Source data
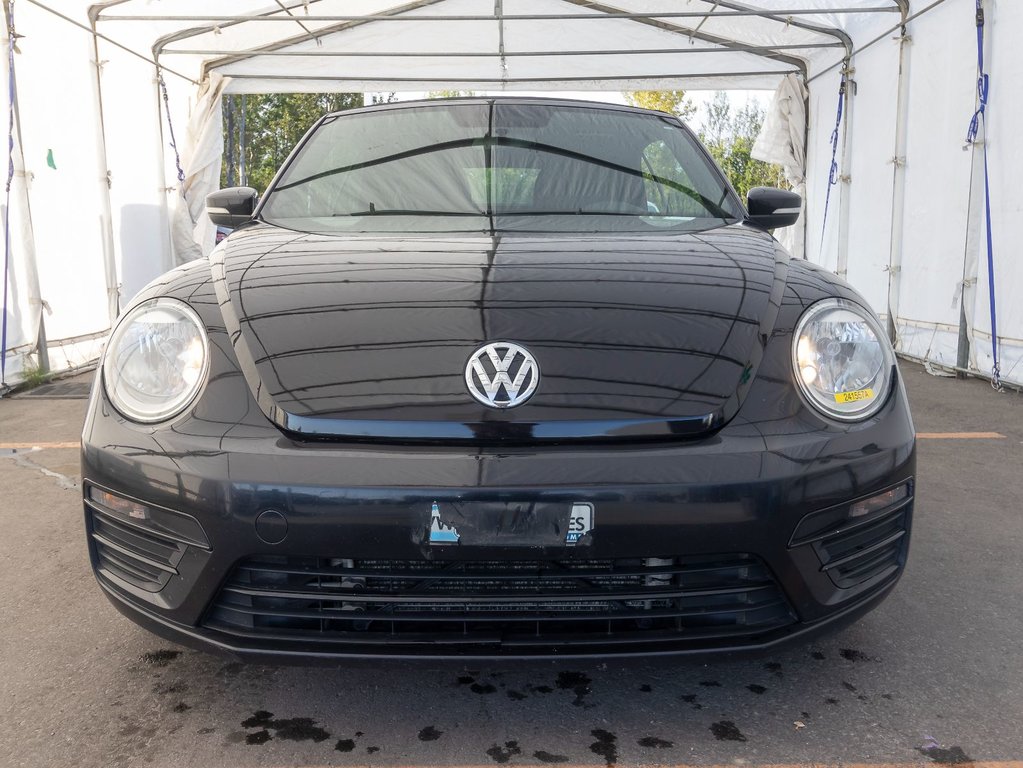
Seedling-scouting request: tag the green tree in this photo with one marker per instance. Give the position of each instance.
(673, 102)
(273, 124)
(449, 94)
(729, 136)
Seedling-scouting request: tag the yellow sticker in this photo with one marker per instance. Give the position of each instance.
(853, 397)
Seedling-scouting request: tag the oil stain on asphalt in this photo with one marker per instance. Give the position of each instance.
(160, 658)
(430, 733)
(287, 729)
(605, 746)
(725, 730)
(951, 756)
(504, 754)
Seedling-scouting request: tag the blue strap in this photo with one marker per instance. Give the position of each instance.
(833, 174)
(980, 118)
(11, 37)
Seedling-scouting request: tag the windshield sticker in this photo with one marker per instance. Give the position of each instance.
(441, 532)
(580, 523)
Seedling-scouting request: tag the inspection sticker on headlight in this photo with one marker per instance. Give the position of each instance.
(853, 397)
(580, 523)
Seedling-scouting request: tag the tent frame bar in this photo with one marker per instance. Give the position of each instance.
(781, 15)
(498, 81)
(488, 54)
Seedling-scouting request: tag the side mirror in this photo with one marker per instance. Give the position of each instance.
(772, 209)
(231, 207)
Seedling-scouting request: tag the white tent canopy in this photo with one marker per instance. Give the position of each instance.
(118, 132)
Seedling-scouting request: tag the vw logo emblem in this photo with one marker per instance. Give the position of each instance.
(502, 374)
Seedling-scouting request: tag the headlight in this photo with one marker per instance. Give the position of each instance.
(156, 361)
(842, 360)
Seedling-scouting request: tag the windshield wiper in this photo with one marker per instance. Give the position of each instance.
(373, 211)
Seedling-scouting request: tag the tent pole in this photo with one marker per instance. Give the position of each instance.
(109, 259)
(32, 260)
(898, 162)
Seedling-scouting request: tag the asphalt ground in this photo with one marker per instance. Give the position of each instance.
(935, 675)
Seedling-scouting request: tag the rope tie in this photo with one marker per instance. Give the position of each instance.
(170, 127)
(11, 39)
(978, 122)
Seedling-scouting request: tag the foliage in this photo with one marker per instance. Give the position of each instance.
(33, 374)
(449, 94)
(273, 125)
(673, 102)
(729, 136)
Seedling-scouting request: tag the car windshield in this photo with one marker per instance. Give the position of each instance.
(498, 167)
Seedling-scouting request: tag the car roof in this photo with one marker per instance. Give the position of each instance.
(538, 100)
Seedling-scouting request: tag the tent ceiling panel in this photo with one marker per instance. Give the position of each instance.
(521, 53)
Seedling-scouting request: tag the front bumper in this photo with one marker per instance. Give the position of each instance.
(740, 541)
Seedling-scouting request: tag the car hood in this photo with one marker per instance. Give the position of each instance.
(367, 337)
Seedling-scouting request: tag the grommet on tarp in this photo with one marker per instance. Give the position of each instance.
(978, 121)
(11, 38)
(170, 125)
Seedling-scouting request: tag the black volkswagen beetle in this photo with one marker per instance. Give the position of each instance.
(497, 377)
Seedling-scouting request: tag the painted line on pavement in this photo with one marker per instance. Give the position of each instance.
(37, 446)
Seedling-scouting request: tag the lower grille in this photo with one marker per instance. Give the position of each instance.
(522, 605)
(138, 556)
(875, 550)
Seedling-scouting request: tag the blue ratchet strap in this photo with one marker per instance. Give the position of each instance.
(980, 118)
(833, 174)
(11, 37)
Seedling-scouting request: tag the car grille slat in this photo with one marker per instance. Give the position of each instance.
(143, 558)
(866, 551)
(518, 603)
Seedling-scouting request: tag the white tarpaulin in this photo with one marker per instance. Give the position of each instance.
(97, 208)
(783, 141)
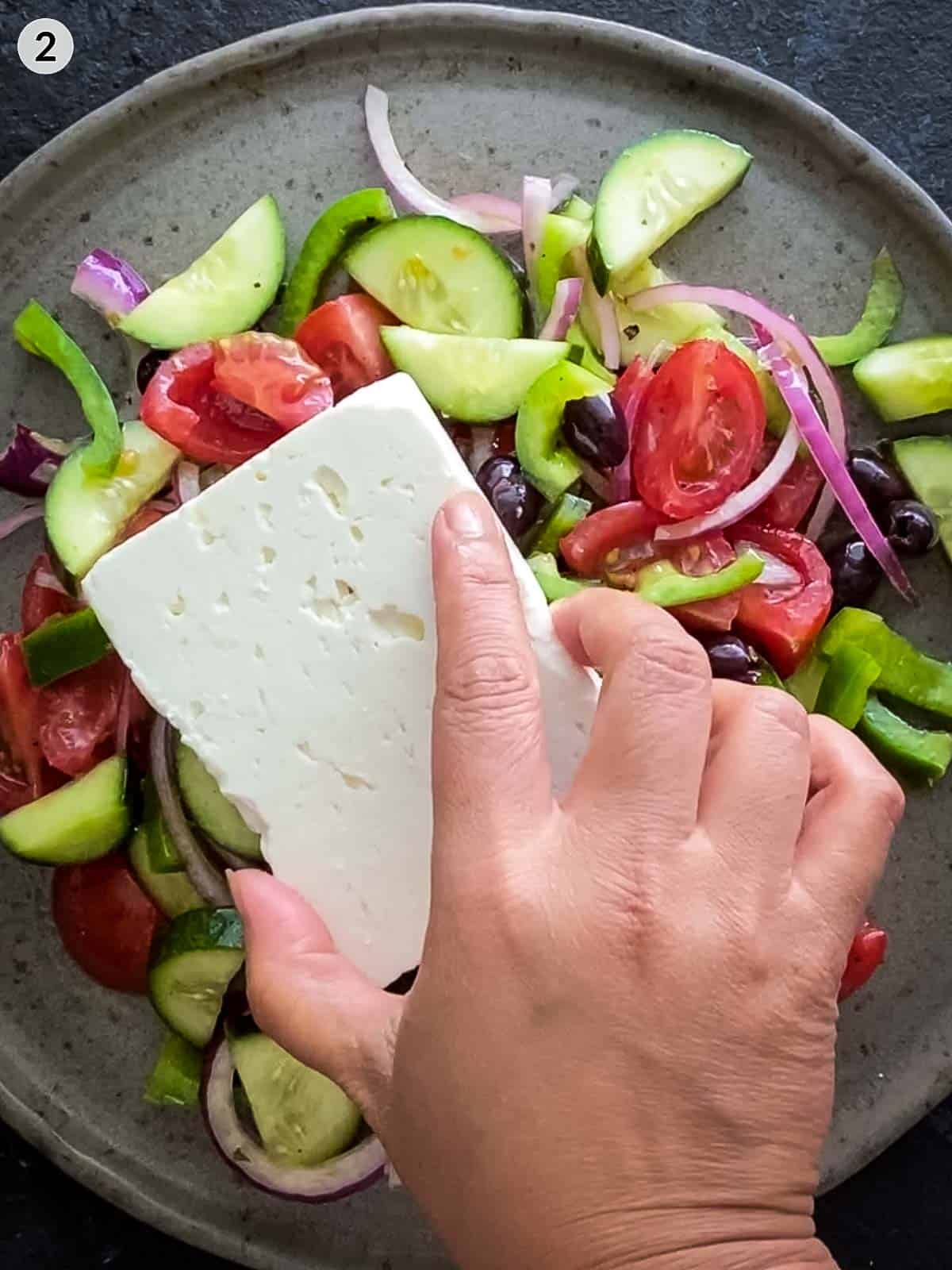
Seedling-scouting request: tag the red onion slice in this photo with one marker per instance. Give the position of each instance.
(744, 502)
(109, 285)
(565, 306)
(359, 1168)
(795, 391)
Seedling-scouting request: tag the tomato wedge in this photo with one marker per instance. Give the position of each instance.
(784, 622)
(343, 337)
(700, 429)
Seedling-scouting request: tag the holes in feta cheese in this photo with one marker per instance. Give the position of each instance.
(399, 625)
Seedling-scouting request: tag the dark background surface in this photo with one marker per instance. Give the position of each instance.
(882, 67)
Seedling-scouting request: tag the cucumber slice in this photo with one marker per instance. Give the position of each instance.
(224, 291)
(440, 276)
(80, 822)
(547, 463)
(471, 379)
(86, 514)
(301, 1117)
(171, 892)
(651, 192)
(927, 465)
(905, 381)
(209, 810)
(192, 968)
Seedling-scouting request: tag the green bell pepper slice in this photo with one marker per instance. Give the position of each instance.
(901, 747)
(36, 330)
(904, 672)
(846, 686)
(884, 304)
(63, 645)
(333, 232)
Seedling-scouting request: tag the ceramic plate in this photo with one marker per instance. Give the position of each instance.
(480, 97)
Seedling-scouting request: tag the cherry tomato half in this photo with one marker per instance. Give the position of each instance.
(700, 429)
(106, 921)
(784, 622)
(343, 337)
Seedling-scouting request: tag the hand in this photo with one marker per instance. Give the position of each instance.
(620, 1047)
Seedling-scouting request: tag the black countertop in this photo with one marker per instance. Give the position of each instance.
(882, 67)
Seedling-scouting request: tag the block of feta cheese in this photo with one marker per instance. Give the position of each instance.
(283, 622)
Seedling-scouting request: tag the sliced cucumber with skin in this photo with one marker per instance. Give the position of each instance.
(438, 276)
(927, 465)
(86, 514)
(83, 821)
(192, 967)
(171, 892)
(651, 192)
(222, 292)
(301, 1117)
(211, 810)
(471, 379)
(546, 460)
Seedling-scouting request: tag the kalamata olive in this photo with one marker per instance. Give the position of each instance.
(516, 502)
(879, 483)
(149, 365)
(912, 527)
(854, 573)
(594, 431)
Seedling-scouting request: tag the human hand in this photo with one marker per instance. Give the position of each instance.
(620, 1045)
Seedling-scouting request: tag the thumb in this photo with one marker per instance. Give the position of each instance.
(310, 999)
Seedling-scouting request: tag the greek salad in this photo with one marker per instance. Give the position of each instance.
(681, 441)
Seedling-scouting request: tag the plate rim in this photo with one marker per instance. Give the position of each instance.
(276, 44)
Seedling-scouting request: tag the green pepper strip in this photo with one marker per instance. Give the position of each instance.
(904, 671)
(44, 337)
(333, 230)
(850, 675)
(554, 584)
(63, 645)
(881, 311)
(904, 749)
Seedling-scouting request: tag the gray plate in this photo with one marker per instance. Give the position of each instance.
(480, 95)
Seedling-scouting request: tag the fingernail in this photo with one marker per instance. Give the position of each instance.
(467, 516)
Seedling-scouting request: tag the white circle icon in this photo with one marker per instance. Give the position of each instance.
(44, 46)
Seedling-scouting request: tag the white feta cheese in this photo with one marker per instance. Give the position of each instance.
(283, 622)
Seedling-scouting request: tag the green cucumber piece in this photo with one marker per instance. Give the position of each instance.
(171, 892)
(471, 379)
(177, 1077)
(301, 1117)
(86, 514)
(564, 516)
(211, 810)
(927, 465)
(546, 460)
(80, 822)
(884, 304)
(222, 292)
(192, 967)
(329, 235)
(63, 645)
(651, 192)
(905, 381)
(440, 276)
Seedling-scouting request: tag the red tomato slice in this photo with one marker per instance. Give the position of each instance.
(40, 601)
(700, 429)
(106, 921)
(272, 375)
(613, 529)
(183, 406)
(343, 337)
(784, 622)
(793, 497)
(78, 717)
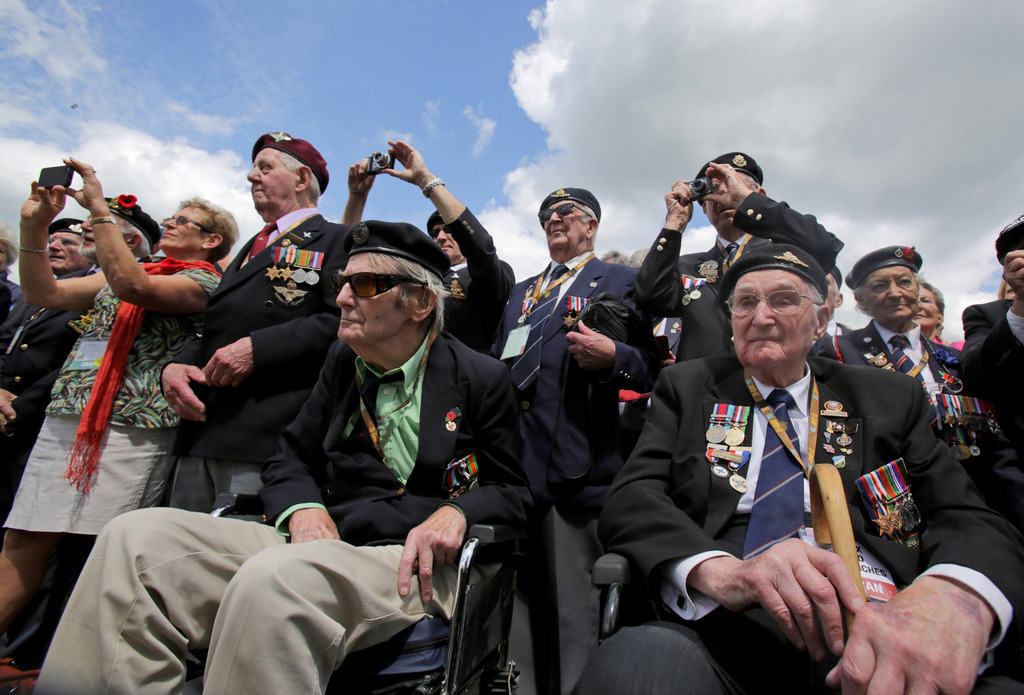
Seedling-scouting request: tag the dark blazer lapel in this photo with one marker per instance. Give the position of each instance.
(239, 273)
(440, 397)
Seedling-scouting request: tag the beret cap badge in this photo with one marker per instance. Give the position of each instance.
(788, 256)
(360, 233)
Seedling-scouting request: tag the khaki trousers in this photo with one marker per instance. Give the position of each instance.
(276, 617)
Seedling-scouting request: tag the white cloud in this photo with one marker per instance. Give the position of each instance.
(484, 129)
(892, 123)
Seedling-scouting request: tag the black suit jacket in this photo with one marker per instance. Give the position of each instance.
(705, 323)
(569, 416)
(291, 335)
(666, 505)
(479, 292)
(366, 500)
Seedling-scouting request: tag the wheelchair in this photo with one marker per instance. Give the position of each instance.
(434, 656)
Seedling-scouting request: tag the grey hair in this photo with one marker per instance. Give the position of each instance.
(940, 300)
(293, 164)
(407, 292)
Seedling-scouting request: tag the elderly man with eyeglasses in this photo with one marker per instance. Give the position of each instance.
(566, 384)
(266, 331)
(408, 439)
(713, 509)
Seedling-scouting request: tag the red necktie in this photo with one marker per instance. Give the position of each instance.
(261, 239)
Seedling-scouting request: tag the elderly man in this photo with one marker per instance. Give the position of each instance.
(887, 288)
(566, 383)
(478, 284)
(710, 525)
(265, 332)
(407, 439)
(744, 219)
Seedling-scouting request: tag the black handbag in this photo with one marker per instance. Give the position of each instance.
(606, 314)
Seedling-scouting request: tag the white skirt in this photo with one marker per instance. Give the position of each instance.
(133, 468)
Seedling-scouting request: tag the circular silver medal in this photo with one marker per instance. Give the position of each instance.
(716, 434)
(738, 483)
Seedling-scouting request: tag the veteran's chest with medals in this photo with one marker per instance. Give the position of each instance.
(294, 271)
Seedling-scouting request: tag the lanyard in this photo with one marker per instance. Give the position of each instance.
(534, 293)
(369, 422)
(780, 429)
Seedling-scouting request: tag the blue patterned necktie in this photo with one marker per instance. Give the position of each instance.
(524, 370)
(778, 501)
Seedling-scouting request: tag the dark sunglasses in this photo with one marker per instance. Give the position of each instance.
(564, 210)
(371, 284)
(181, 220)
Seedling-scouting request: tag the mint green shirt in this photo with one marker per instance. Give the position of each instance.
(397, 425)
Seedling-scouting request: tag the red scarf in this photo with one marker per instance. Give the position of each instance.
(84, 454)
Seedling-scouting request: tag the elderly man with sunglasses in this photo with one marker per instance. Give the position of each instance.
(566, 384)
(713, 510)
(744, 218)
(266, 332)
(408, 438)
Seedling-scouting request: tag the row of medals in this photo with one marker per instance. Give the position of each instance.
(733, 436)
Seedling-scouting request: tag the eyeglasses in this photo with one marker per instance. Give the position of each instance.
(181, 220)
(371, 284)
(780, 301)
(564, 210)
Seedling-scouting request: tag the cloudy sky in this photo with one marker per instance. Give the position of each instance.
(893, 123)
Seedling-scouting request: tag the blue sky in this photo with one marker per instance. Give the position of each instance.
(893, 123)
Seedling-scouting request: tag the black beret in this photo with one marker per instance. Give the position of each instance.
(397, 239)
(905, 256)
(578, 194)
(739, 162)
(300, 149)
(775, 257)
(432, 221)
(66, 224)
(128, 208)
(1010, 239)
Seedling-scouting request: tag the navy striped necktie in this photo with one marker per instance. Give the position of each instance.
(778, 501)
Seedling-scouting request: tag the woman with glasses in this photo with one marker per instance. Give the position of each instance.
(104, 447)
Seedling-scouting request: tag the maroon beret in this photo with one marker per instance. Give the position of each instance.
(300, 149)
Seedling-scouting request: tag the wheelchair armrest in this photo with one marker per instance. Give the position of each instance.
(491, 533)
(237, 504)
(610, 569)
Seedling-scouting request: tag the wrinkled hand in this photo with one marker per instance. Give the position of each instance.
(359, 182)
(91, 194)
(731, 187)
(7, 414)
(591, 349)
(415, 168)
(434, 543)
(175, 380)
(790, 579)
(312, 524)
(1013, 272)
(230, 364)
(680, 209)
(930, 638)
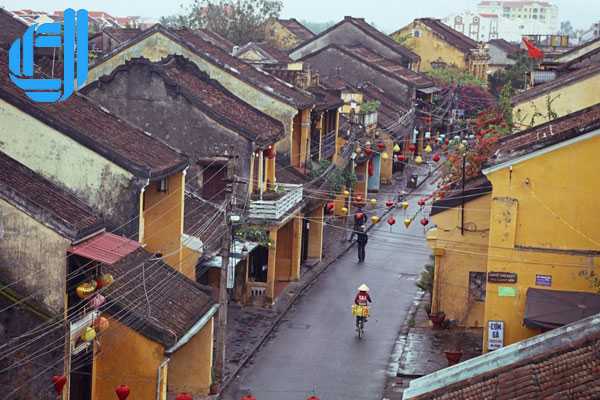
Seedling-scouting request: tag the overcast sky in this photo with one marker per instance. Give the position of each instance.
(386, 14)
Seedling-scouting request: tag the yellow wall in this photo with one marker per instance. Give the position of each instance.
(456, 255)
(544, 220)
(430, 47)
(571, 98)
(190, 367)
(163, 221)
(125, 357)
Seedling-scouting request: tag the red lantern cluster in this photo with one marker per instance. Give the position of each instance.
(122, 392)
(59, 382)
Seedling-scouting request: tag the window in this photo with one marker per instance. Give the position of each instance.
(477, 285)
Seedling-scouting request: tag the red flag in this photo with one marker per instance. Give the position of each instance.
(532, 50)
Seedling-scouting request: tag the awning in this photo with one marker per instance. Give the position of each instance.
(235, 256)
(106, 248)
(550, 309)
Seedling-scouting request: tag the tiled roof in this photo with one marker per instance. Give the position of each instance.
(97, 129)
(563, 363)
(203, 220)
(299, 30)
(215, 39)
(474, 188)
(247, 72)
(154, 299)
(261, 80)
(560, 82)
(453, 37)
(45, 202)
(556, 131)
(210, 96)
(10, 28)
(369, 30)
(506, 46)
(414, 78)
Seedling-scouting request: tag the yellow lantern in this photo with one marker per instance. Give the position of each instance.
(88, 334)
(101, 324)
(86, 289)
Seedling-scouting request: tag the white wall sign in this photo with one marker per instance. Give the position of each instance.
(495, 335)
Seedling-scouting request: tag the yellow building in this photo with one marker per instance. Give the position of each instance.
(160, 336)
(459, 242)
(565, 95)
(544, 227)
(439, 45)
(285, 34)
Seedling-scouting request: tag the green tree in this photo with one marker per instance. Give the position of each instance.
(240, 21)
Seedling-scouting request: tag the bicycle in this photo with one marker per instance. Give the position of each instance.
(361, 313)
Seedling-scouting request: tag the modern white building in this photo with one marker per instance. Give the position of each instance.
(518, 18)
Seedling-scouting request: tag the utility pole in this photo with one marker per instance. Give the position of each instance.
(226, 243)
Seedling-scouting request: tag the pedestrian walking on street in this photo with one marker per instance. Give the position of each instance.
(362, 239)
(360, 218)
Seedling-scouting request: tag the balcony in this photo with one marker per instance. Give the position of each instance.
(279, 203)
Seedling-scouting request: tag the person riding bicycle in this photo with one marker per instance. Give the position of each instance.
(362, 299)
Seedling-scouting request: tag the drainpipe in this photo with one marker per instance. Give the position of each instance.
(159, 376)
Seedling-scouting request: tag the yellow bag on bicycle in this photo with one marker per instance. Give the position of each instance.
(360, 311)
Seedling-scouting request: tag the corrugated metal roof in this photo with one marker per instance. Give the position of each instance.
(106, 248)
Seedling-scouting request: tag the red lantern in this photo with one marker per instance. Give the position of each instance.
(59, 382)
(122, 392)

Instructions to follow:
Reproduce verbatim every line of the source data from the line containing "Seedling-scouting request: tag the cherry" down to the line containing "(620, 1047)", with both of those lines included.

Problem solution:
Seedling-scouting request: tag the cherry tomato half in this photo with one marker per instance. Give the position of each instance.
(700, 429)
(106, 921)
(784, 622)
(343, 337)
Seedling-scouting request: tag the hand in this photo with one marker per instance. Give the position of each instance.
(620, 1047)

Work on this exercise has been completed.